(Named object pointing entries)
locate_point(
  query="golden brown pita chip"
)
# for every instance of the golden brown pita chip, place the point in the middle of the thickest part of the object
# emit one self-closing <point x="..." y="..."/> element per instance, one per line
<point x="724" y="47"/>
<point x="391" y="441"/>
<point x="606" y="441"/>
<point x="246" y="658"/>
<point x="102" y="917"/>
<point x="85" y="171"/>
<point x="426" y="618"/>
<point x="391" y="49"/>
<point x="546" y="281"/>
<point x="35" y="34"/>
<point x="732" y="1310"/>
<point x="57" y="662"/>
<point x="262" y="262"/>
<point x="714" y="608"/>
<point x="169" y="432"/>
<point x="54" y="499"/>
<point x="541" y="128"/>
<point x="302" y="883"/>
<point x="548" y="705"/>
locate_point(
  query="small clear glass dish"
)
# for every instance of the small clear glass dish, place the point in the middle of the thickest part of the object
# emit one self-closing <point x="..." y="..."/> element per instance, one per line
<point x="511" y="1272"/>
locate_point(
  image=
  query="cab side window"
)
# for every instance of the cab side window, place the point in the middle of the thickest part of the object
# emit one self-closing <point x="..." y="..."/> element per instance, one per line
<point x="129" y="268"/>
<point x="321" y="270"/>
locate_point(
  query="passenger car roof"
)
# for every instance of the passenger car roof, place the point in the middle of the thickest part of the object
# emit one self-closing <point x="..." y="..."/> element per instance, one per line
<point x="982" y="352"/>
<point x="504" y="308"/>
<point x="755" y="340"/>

● **THE EXERCISE**
Pick out each line in the rows above that contains the word "middle", and copy those lines in order.

● **OUTPUT FOR THIS EXERCISE**
# for every instance of the golden brown pita chip, place the point in the middle of the thickest part of the object
# for every instance of the small clear glass dish, place the point in the middle of the thickest part of the object
# for every instance of the cab side window, place the point in the middle of the thickest part of the object
# for every instance of the passenger car roof, place the point in the middle of the thickest part of the object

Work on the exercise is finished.